* [GOAL]:
Extract all of the entries and set them down verbatim.

* [GIVEN RECORDS]:
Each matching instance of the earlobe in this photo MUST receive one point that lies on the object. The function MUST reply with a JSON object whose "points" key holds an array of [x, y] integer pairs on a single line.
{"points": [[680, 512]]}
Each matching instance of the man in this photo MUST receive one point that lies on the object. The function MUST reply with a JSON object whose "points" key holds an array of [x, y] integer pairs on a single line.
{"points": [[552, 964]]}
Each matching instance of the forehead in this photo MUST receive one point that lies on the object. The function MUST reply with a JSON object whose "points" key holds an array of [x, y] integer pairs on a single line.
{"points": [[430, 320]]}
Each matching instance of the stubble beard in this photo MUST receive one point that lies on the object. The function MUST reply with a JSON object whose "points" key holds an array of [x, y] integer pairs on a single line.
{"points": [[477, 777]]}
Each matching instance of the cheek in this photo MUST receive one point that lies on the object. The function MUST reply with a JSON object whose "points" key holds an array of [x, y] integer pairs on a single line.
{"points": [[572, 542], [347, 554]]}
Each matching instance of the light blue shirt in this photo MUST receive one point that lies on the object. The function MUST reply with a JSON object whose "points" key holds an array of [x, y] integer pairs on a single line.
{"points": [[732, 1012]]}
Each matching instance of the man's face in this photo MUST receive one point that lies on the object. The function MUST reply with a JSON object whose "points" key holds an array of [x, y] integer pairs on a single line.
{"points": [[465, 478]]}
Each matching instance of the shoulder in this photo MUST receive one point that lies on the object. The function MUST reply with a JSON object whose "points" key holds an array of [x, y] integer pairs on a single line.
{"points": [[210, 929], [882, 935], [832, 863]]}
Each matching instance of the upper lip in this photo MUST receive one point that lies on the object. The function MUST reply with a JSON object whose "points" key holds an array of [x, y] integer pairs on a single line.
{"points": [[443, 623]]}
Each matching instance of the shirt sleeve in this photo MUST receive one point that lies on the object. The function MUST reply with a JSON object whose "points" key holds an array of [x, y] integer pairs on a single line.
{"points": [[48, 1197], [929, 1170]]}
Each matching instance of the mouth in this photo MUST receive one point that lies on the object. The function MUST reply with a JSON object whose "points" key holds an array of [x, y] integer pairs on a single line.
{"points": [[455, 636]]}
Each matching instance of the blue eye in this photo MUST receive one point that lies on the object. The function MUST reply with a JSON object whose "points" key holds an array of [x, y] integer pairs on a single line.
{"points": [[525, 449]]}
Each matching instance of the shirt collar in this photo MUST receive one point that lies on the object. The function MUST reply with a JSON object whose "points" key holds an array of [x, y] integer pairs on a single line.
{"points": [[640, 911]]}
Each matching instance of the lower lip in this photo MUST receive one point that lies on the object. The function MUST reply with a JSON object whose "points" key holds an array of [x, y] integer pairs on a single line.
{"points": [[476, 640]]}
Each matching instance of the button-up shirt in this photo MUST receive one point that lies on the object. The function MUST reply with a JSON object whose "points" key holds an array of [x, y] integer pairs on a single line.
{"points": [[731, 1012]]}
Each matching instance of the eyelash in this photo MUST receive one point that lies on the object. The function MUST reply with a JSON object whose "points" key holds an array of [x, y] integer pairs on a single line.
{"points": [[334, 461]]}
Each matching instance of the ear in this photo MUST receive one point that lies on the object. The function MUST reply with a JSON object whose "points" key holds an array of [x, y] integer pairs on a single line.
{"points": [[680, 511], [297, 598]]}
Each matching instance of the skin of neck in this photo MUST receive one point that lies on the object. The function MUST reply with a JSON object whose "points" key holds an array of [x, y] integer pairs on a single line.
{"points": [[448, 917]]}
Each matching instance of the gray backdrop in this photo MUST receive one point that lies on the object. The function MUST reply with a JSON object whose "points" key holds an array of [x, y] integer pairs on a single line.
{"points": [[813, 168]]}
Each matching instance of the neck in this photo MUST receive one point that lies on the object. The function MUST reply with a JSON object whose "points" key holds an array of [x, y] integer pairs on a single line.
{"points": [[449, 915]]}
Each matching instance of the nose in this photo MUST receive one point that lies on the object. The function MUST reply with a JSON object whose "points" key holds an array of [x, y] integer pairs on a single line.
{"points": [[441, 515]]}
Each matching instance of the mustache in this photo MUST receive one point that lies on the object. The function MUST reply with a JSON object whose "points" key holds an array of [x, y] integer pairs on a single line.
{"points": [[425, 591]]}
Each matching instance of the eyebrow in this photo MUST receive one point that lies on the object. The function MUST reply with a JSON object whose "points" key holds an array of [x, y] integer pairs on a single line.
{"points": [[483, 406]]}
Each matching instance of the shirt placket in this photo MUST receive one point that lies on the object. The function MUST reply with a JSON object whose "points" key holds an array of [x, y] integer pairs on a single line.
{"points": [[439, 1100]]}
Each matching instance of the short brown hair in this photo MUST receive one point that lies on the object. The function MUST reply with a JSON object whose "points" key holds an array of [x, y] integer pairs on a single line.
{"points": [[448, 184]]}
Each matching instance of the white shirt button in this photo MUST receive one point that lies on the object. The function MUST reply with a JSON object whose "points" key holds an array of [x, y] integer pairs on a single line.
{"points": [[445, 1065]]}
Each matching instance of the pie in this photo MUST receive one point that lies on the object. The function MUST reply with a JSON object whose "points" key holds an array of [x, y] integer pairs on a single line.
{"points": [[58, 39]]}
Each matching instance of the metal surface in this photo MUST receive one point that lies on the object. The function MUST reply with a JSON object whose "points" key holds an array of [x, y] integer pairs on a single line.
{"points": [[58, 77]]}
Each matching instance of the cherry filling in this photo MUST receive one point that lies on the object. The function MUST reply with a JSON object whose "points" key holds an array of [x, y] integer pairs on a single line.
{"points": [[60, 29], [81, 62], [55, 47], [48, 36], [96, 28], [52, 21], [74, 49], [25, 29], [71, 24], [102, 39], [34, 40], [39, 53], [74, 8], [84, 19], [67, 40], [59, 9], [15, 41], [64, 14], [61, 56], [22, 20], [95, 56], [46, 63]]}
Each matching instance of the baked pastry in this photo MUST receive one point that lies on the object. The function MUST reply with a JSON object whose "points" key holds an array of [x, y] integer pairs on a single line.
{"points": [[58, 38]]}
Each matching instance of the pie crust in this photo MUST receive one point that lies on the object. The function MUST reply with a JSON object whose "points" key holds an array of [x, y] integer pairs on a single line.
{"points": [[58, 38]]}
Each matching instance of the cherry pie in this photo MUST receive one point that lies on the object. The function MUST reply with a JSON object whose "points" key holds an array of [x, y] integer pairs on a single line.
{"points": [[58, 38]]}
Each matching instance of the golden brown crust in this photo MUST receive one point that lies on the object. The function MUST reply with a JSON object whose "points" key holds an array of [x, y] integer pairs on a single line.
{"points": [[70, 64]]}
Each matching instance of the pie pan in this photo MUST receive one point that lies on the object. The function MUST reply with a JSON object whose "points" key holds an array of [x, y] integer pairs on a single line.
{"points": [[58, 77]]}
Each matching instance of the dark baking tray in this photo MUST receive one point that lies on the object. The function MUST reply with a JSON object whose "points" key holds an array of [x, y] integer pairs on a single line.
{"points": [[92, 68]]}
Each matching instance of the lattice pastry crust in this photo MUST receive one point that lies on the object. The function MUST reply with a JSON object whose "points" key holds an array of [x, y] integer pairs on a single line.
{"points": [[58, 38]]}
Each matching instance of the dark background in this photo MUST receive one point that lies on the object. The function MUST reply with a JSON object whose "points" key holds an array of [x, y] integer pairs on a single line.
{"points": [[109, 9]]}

* [SOLVED EXERCISE]:
Each matching instance of the earlobe in this photo MUST receive one point that lies on the object. The function MUST reply with a JSON object whose "points" key holds an array of [x, y] integer pairs on a single line.
{"points": [[680, 512]]}
Each matching instance of the man in this photo MUST receive one point that lies on the object. The function MUST reply with a JSON object whose "points" key holds an array of [x, y] integer pairs on a single line.
{"points": [[552, 964]]}
Each matching instance of the forehead in this photo MUST receive one point that lies on the object. The function MUST reply with a JSON object whose "points" key holds an array of [x, y] integer pairs on a single line.
{"points": [[430, 320]]}
Each matching instance of the stubble beard in this photo MUST receive one point that lies on the object. The function MUST reply with a JSON object whose "points" key holds an array of [x, y] integer pairs on a single line.
{"points": [[477, 777]]}
Each matching instance of the cheek in this photo MUST receive one point that lies on the object. The function MUST reply with a JSON object whose "points" key holds an array of [x, y] integer pairs on a single line.
{"points": [[572, 542], [347, 554]]}
Each matching instance of the light blue shirt in this photo MUST receive one point that lies on the object. The function MUST reply with a JSON object whose "points" key holds an array of [x, y] integer pairs on a single line.
{"points": [[732, 1012]]}
Each matching instance of the man's face in this photo MUST receive one point that lies on the object. The function MUST reply with a JSON object whose "points" key holds an array of [x, y] integer pairs on a single line.
{"points": [[465, 478]]}
Each matching instance of the shoulder in this photo MUST receive one point that lies on the object. The function MUST reply with a JSON object whose "points" key holds an array of [x, y] integer pairs on a single line.
{"points": [[210, 929], [882, 935], [832, 863]]}
Each matching instance of the upper lip in this photo MUST receive one point that lies on the object. The function MUST reply with a JSON object whose "points" key holds an array of [x, y] integer pairs on a single line.
{"points": [[443, 623]]}
Each matching instance of the shirt sleeve in this photo MUST receive one point that lies on the object. The function MUST reply with a JSON object whose "points" key holds an array of [x, y] integer pairs on a single line.
{"points": [[48, 1197], [929, 1170]]}
Each matching instance of the mouth in this photo MUST receive one point that lies on the object. The function MUST reply with a JSON object whose "points" key holds an array of [x, y] integer pairs on a single line.
{"points": [[455, 636]]}
Each matching instance of the blue eye in this photo MUST receive one point that lies on the object. The function MUST reply with a JSON object whose "points" key holds an array of [x, y] integer pairs on a single line.
{"points": [[525, 449]]}
Each matching instance of the shirt collar in this photo MUST receive one point that lies on the object. The function MUST reply with a JSON object whose "points" key holds an array of [x, y] integer pairs on a single line.
{"points": [[640, 911]]}
Each matching instance of the lower lip in this photo MUST receive one point that lies on the object. The function MUST reply with a JSON object whose "points" key holds an array of [x, y] integer pairs on a single line.
{"points": [[476, 640]]}
Each matching instance of the button-up shirt in this photo MUST receive one point that lies on the object. The function MUST reply with a JSON object whose "points" key holds an array of [x, y] integer pairs on a single line.
{"points": [[731, 1012]]}
Each matching instance of the eyelash in this photo MUST receive one point that lies on the object. The function MUST reply with a JSON object whose "points" key holds an array of [x, y] integer pairs on a single line.
{"points": [[334, 461]]}
Each matching instance of the ear in this photo MUST receive one point that lies on the object. The function MUST reply with a JSON object whose "points" key holds an array of [x, y] integer pairs on a single line.
{"points": [[680, 511], [297, 598]]}
Each matching instance of the skin of neck in this photo MUST receive one point that lies on the object. The function MUST reply with a JSON object whose "points" key holds an array of [x, y] integer pairs on a single line.
{"points": [[448, 917]]}
Each matching instance of the gray backdrop in this photo MUST receive one point that lies on the object. The function MUST reply with a JSON object whose "points" key holds an array of [x, y] integer pairs on a single line.
{"points": [[813, 168]]}
Each matching instance of the neck in this photo MUST receive one point that lies on the object. The function MUST reply with a JSON object whose "points" key holds an array of [x, y] integer pairs on a single line.
{"points": [[449, 915]]}
Each matching instance of the nose in this photo MUST receive one point that lies on the object. The function MUST reply with a JSON object whose "points" key holds an array of [x, y] integer pairs on a single line.
{"points": [[441, 515]]}
Each matching instance of the mustache in this photo MUST receive one point that lies on the object. The function MUST reply with a JSON object whose "points" key holds an array of [x, y] integer pairs on a single line.
{"points": [[425, 591]]}
Each matching instance of the eyebrow in this photo MUST receive one point that lies on the object. The function MUST reply with a JSON object whose "points" key holds an array of [x, y] integer pairs on a single line.
{"points": [[483, 406]]}
Each matching instance of the shirt placket in this photo MUST receive one point that lies on the object. The function MUST reply with a JSON object whose "points" key holds an array of [x, y] integer pairs on a single line.
{"points": [[439, 1100]]}
Each matching instance of the short brown hair in this photo MUST receive one point that lies on the object. The function MUST reply with a JSON object whose "points" key holds an array of [x, y] integer pairs on a single line.
{"points": [[448, 184]]}
Each matching instance of the white shirt button in this photo MUST receive one point that lies on the object. The function MUST reply with a JSON object whose "points" key holds an array of [x, y] integer pairs on a single line.
{"points": [[445, 1065]]}
Each matching instance of the pie in this photo MUST receive one point that lies on the object. The function MUST reply with a JSON object whose "points" key holds an array of [x, y] integer pairs on a single line.
{"points": [[58, 39]]}
Each matching instance of the metal surface in this photo MUST receive one point that lies on the object. The function MUST reply with a JSON object whose "points" key holds an array of [x, y] integer pairs on a single line.
{"points": [[58, 77]]}
Each matching instance of the cherry filling in this photo MUST receive one point that lies on the object. The function MUST reply with a JSON object whose "points" key holds an array of [x, y] integer pairs on a single line.
{"points": [[60, 29], [81, 62], [55, 47], [48, 36], [96, 28], [52, 21], [74, 49], [25, 29], [71, 24], [102, 39], [34, 40], [39, 53], [74, 8], [84, 19], [67, 40], [59, 9], [15, 41], [64, 14], [61, 56], [22, 20], [95, 56], [46, 63]]}
Each matching instance of the baked pastry in this photo MUST receive one point that lies on the object. The function MUST reply with a JSON object whose "points" key holds an array of [x, y] integer pairs on a single line.
{"points": [[58, 38]]}
Each matching instance of the pie crust in this photo MUST receive one point that lies on the object. The function MUST reply with a JSON object whose "points" key holds an array of [x, y] integer pairs on a single line.
{"points": [[58, 38]]}
Each matching instance of the cherry pie in this photo MUST receive one point that lies on the object. The function MUST reply with a JSON object whose "points" key holds an array of [x, y] integer pairs on a single line.
{"points": [[58, 38]]}
Each matching instance of the golden brown crust in this photo MUST receive one point that lies on the object. The function MUST reply with a JSON object whose "points" key holds an array of [x, y] integer pairs on a single line.
{"points": [[70, 64]]}
Each matching instance of the pie pan in this photo MUST receive one point that lies on the object. The function MUST reply with a JSON object whose "points" key holds an array of [x, y] integer pairs on a single line.
{"points": [[58, 77]]}
Each matching instance of the dark baking tray in this photo MUST receive one point that lies on the object. The function MUST reply with a JSON object whose "points" key holds an array of [x, y] integer pairs on a single line.
{"points": [[92, 68]]}
Each matching instance of the lattice pastry crust in this photo MUST receive one point that lies on the object. The function MUST reply with a JSON object whose "points" key holds an array of [x, y] integer pairs on a single line.
{"points": [[58, 38]]}
Each matching instance of the dark background in this photo MUST receive one point that lies on the object. The function MUST reply with a JSON object whose "points" key holds an array of [x, y] integer pairs on a single line.
{"points": [[109, 9]]}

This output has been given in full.